▶ _WORK TO BE COMPLETED_:
Each line holding the string "mountain" is to be copied from the data.

Dataset entries:
Start of Block

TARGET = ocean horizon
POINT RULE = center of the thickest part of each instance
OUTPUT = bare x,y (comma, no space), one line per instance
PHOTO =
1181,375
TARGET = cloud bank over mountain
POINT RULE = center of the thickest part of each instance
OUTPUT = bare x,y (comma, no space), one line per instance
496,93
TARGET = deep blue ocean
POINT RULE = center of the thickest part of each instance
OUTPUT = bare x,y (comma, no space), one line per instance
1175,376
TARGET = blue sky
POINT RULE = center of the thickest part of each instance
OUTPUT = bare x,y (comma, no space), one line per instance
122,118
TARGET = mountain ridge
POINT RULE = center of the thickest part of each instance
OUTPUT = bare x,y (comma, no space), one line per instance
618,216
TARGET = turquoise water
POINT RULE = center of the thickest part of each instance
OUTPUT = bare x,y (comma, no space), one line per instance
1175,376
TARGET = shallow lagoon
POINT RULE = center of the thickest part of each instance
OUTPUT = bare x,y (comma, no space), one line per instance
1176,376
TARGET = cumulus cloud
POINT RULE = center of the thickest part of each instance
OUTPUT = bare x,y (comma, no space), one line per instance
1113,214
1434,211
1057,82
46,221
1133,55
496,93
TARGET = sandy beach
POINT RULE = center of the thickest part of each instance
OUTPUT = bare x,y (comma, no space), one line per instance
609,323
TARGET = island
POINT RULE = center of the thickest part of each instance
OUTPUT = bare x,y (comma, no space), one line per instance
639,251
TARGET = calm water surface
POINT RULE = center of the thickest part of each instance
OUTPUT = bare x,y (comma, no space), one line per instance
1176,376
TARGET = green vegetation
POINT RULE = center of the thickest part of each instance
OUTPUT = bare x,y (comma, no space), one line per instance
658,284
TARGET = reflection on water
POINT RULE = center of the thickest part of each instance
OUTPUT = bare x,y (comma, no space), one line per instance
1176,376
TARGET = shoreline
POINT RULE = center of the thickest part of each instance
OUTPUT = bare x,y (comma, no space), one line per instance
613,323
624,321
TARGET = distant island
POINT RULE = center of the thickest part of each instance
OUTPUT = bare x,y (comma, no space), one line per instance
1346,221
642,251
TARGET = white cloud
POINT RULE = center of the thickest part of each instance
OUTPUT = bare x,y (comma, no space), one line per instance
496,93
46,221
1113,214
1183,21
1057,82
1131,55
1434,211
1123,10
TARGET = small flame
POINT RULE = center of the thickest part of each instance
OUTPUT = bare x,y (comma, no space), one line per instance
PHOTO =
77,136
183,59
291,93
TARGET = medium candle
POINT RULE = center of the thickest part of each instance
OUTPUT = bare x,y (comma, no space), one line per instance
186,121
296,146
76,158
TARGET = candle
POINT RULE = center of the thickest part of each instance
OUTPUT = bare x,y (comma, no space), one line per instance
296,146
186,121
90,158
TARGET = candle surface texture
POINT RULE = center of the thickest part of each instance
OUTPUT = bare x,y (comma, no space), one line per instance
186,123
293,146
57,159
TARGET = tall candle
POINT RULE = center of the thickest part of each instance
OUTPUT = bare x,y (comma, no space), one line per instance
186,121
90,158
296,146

End of Block

▶ _ANSWER_:
TARGET = cloud bank over mountain
TARGET = mountain ridge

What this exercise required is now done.